ASSIGNMENT:
Without the pictures, retype exactly the lines from the top of the entries below through the line that contains "63L353 94L368 86L395".

Stored data
=======

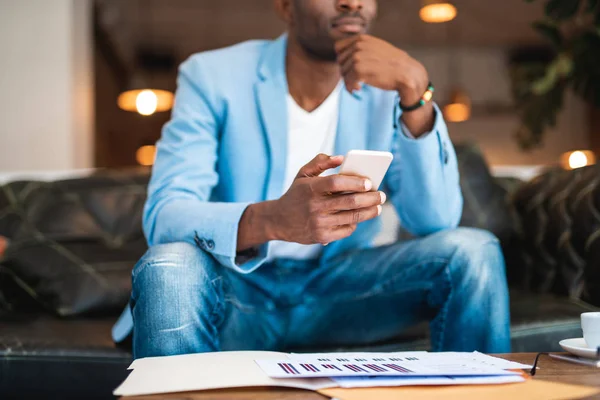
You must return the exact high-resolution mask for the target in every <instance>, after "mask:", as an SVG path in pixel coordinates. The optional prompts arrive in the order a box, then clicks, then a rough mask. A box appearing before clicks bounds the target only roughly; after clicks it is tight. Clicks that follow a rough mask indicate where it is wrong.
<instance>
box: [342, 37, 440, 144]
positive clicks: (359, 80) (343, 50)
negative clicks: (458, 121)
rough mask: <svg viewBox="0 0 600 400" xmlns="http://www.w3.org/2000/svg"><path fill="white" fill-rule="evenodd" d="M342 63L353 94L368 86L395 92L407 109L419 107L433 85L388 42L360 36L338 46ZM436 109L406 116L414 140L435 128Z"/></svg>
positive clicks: (375, 37)
mask: <svg viewBox="0 0 600 400" xmlns="http://www.w3.org/2000/svg"><path fill="white" fill-rule="evenodd" d="M335 50H336V52H337V54H338V63H339V64H340V66H341V69H342V76H343V77H344V82H345V84H346V89H347V90H348V91H349V92H352V91H354V90H359V89H360V85H361V84H362V83H365V84H367V85H371V86H374V87H377V88H380V89H383V90H395V91H397V92H398V93H399V94H400V99H401V102H402V104H403V105H405V106H412V105H413V104H416V103H417V102H418V101H419V100H420V99H421V97H422V96H423V94H424V93H425V91H426V90H427V86H428V85H429V76H428V74H427V70H426V69H425V67H424V66H423V65H422V64H421V63H420V62H418V61H417V60H415V59H414V58H412V57H411V56H409V55H408V53H406V52H405V51H403V50H400V49H398V48H397V47H394V46H393V45H391V44H389V43H388V42H386V41H385V40H381V39H378V38H376V37H374V36H369V35H356V36H351V37H349V38H346V39H342V40H340V41H338V42H337V43H336V45H335ZM434 117H435V113H434V110H433V105H432V104H431V103H428V104H426V105H424V106H423V107H421V108H420V109H418V110H416V111H413V112H410V113H404V114H402V120H403V122H404V123H405V124H406V126H407V128H408V129H409V130H410V132H411V133H412V135H413V136H415V137H418V136H420V135H422V134H423V133H425V132H428V131H430V130H431V129H432V128H433V123H434V120H435V118H434Z"/></svg>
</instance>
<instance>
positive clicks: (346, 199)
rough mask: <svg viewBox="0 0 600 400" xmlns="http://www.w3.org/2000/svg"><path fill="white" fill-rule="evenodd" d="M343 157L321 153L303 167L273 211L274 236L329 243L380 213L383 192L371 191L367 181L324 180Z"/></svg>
mask: <svg viewBox="0 0 600 400" xmlns="http://www.w3.org/2000/svg"><path fill="white" fill-rule="evenodd" d="M342 161H343V157H329V156H326V155H324V154H320V155H318V156H317V157H315V158H314V159H313V160H312V161H311V162H309V163H308V164H307V165H305V166H304V167H302V169H301V170H300V172H299V173H298V175H297V176H296V180H295V181H294V183H293V184H292V186H291V187H290V189H289V190H288V192H287V193H286V194H284V195H283V196H282V197H281V198H280V199H279V200H277V201H276V204H275V205H274V208H273V217H274V220H273V221H274V222H276V225H275V226H276V228H275V235H274V236H275V237H277V239H279V240H285V241H288V242H296V243H302V244H315V243H321V244H327V243H331V242H334V241H336V240H340V239H343V238H345V237H347V236H350V235H351V234H352V233H353V232H354V230H355V229H356V225H357V224H358V223H360V222H363V221H367V220H369V219H372V218H375V217H377V216H378V215H379V214H381V204H383V203H384V202H385V194H383V192H372V191H371V188H372V184H371V182H370V181H369V180H368V179H366V178H361V177H357V176H348V175H330V176H325V177H321V176H319V175H321V174H322V173H323V172H325V171H326V170H328V169H331V168H336V167H338V166H340V164H341V163H342Z"/></svg>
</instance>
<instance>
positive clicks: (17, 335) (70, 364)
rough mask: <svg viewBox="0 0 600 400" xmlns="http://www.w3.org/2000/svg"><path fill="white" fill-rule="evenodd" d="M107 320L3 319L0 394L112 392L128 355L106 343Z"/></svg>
mask: <svg viewBox="0 0 600 400" xmlns="http://www.w3.org/2000/svg"><path fill="white" fill-rule="evenodd" d="M113 323H114V318H95V319H85V318H81V319H77V320H66V319H59V318H55V317H52V316H48V315H24V314H21V315H18V316H17V315H12V316H11V317H9V318H3V320H2V323H1V325H0V326H1V329H0V398H2V399H34V398H52V399H112V398H114V397H112V390H113V389H114V388H116V387H117V385H119V384H120V383H121V382H122V381H123V380H124V379H125V378H126V377H127V374H128V372H127V367H128V366H129V364H130V363H131V354H130V353H129V352H127V351H125V350H121V349H119V348H116V347H115V346H114V344H113V343H112V341H111V339H110V329H111V326H112V324H113ZM32 383H34V384H32Z"/></svg>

=======

ANSWER TO THIS EXERCISE:
You must return the exact high-resolution mask for the target in every <instance>, after "mask:", as an SVG path in pixel coordinates. The optional prompts arrive in the order a box, then clicks, then a rough mask. A box appearing before clicks bounds the target only roughly; after clicks it is tight. Clicks that follow a rough mask indicate where it is wrong.
<instance>
box: [342, 37, 440, 144]
positive clicks: (359, 80) (343, 50)
negative clicks: (458, 121)
rough mask: <svg viewBox="0 0 600 400" xmlns="http://www.w3.org/2000/svg"><path fill="white" fill-rule="evenodd" d="M342 63L353 94L368 86L395 92L407 109L419 107L433 85L388 42L360 36L338 46ZM436 109L406 116L414 140L435 128Z"/></svg>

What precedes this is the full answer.